TEXT >>
Google files a Patent describing an 'Air Mouse' that uses electromagnetic fields to better track 3D position and/or 3D orientation on Chromebooks
On November 11, the US Patent & Trademark Office published a patent application from Google that relates to a possible future 'Air Mouse,' a computer accessory that incorporates non-line-of-sight (NLOS) 6-DoF (Degrees of Freedom) electromagnetic (EM) tracking technology.
The systems and techniques described in Google's patent filing include input devices that make use of electromagnetic (EM) fields to track 3D position and/or 3D orientation of a still or moving input device. The input devices may make use of an EM tracking system that is divided into a transmitter portion that produces EM fields and a receiver portion that senses EM fields.
The implementations described in the patent filing further describes their Air Mouse incorporates a non-line-of-sight (NLOS) sensing technology, 6-DoF electromagnetic tracking (EM) technology, and 3-DoF tracking technology to track both position and orientation (e.g., pose) of at least one element embedded in the air mouse device.
The EM-based air mouse may provide an advantage over non-EM systems in that the EM-based air mouse device is NLOS and may maintain device tracking despite occlusion of onboard or external sensing elements in the tracking system. In ths way, the air mouse may continue tracking while other technologies (e.g., light-based sensors, ultrasonic sensors, and/or other mediums) may fail to maintain tracking when their respective sensing elements are occluded.
Employing the EM tracking technology in the air mouse allows for a 6-DoF device that is robust against occlusions caused by palms, fingers, or other body parts blocking sensors of the air mouse device.
The systems and techniques solve a technical problem of accurately tracking an input device (e.g., an air mouse device) to accurately convey, to a user of the input device, manipulations of 3D content in 3D space within a user interface of a computing device.
One example technical solution may include an air mouse computer input device that incorporates NLOS, 6-DoF EM tracking technology to track the pose associated with a tracking element embedded in the input device. In some implementations, a secondary sensor may be installed in the input device to provide failsafe backup tracking for the input device.

WRITTEN TASK A >>
Reproduce the stretch of the air mouse patent article from "The systems and techniques solve" through "for the input device." word for word.
WRITTEN TASK B >>
Decide whether each statement agrees with the air mouse patent article, answering yes or no and quoting the words from the article that settle it: (i) The patent application was published on November 11. (ii) The EM tracking system may be divided into a transmitter portion and a receiver portion. (iii) The secondary sensor described is meant to serve as the main tracking method.
WRITTEN TASK C >>
According to the air mouse patent article, what kinds of occlusions does EM tracking make the 6-DoF device robust against?
The lines that come next have no connection to the air mouse patent article.

DATASET EXCERPTS >>
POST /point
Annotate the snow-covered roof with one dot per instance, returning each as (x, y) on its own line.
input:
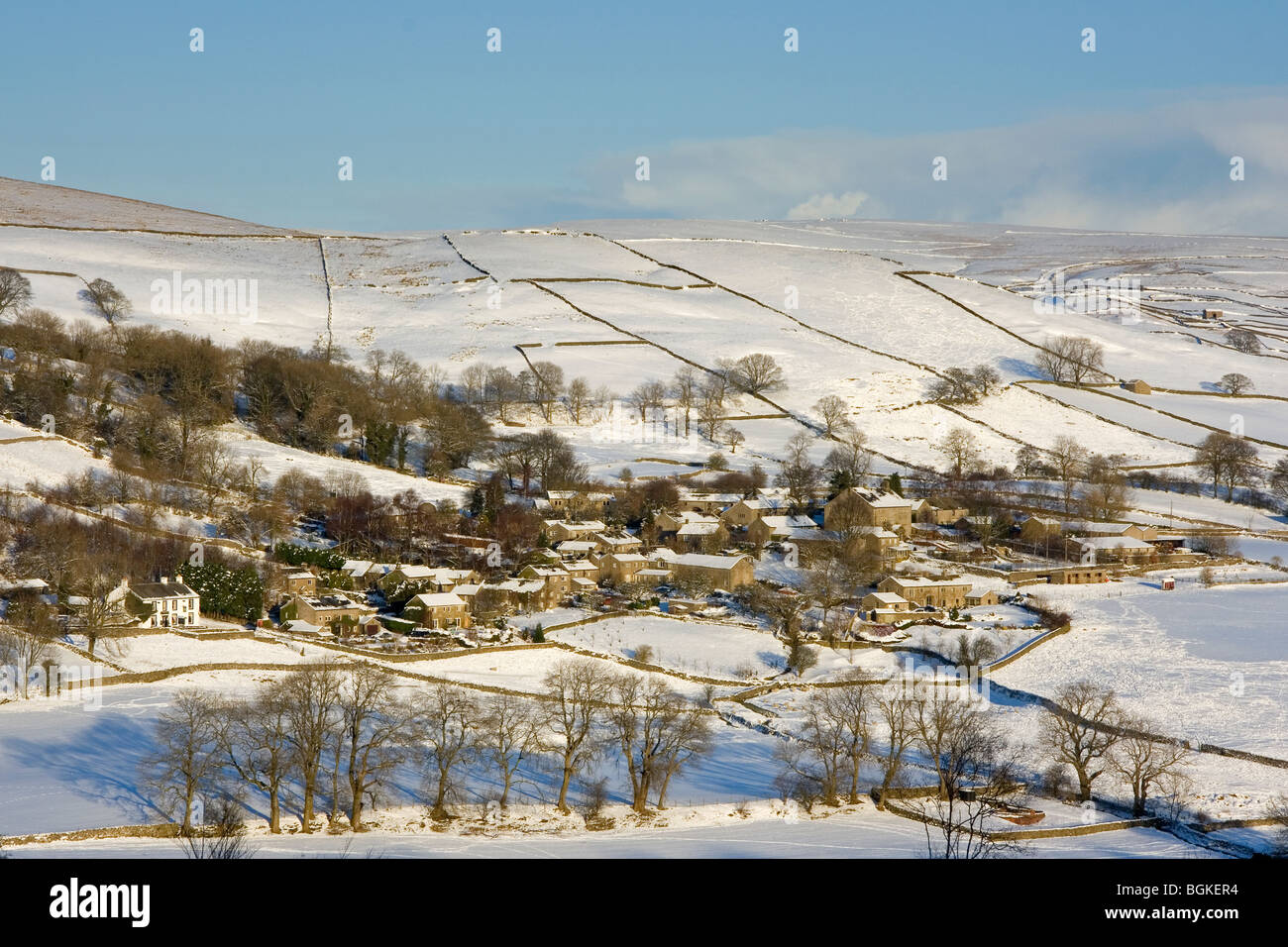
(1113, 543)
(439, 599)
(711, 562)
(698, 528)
--
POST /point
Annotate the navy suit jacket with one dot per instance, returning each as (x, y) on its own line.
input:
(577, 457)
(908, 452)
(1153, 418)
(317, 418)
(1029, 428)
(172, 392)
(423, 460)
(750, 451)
* * *
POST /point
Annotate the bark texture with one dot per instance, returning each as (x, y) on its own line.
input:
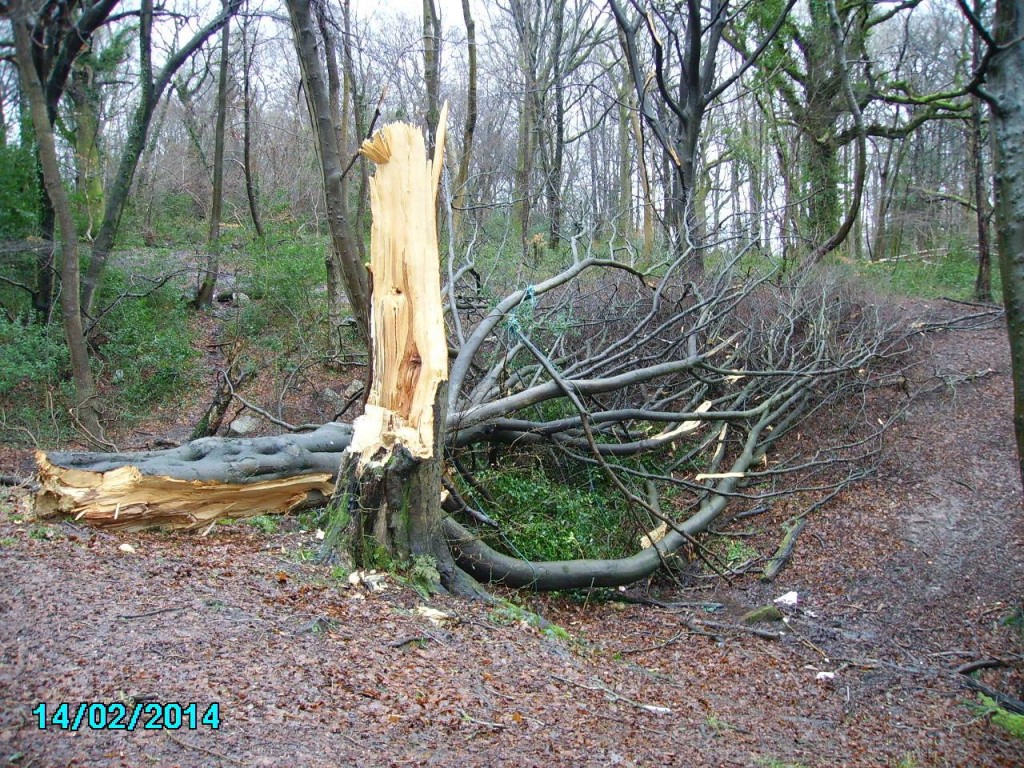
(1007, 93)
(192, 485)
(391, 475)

WORKED SOLUTION A >>
The systems and techniques solve a technical problem of accurately tracking an input device (e.g., an air mouse device) to accurately convey, to a user of the input device, manipulations of 3D content in 3D space within a user interface of a computing device.
One example technical solution may include an air mouse computer input device that incorporates NLOS, 6-DoF EM tracking technology to track the pose associated with a tracking element embedded in the input device. In some implementations, a secondary sensor may be installed in the input device to provide failsafe backup tracking for the input device.

WORKED SOLUTION B >>
(i) Yes: "On November 11, the US Patent & Trademark Office published a patent application from Google"
(ii) Yes: "an EM tracking system that is divided into a transmitter portion that produces EM fields and a receiver portion that senses EM fields"
(iii) No: "a secondary sensor may be installed in the input device to provide failsafe backup tracking for the input device"

WORKED SOLUTION C >>
Occlusions caused by palms, fingers, or other body parts blocking sensors of the air mouse device.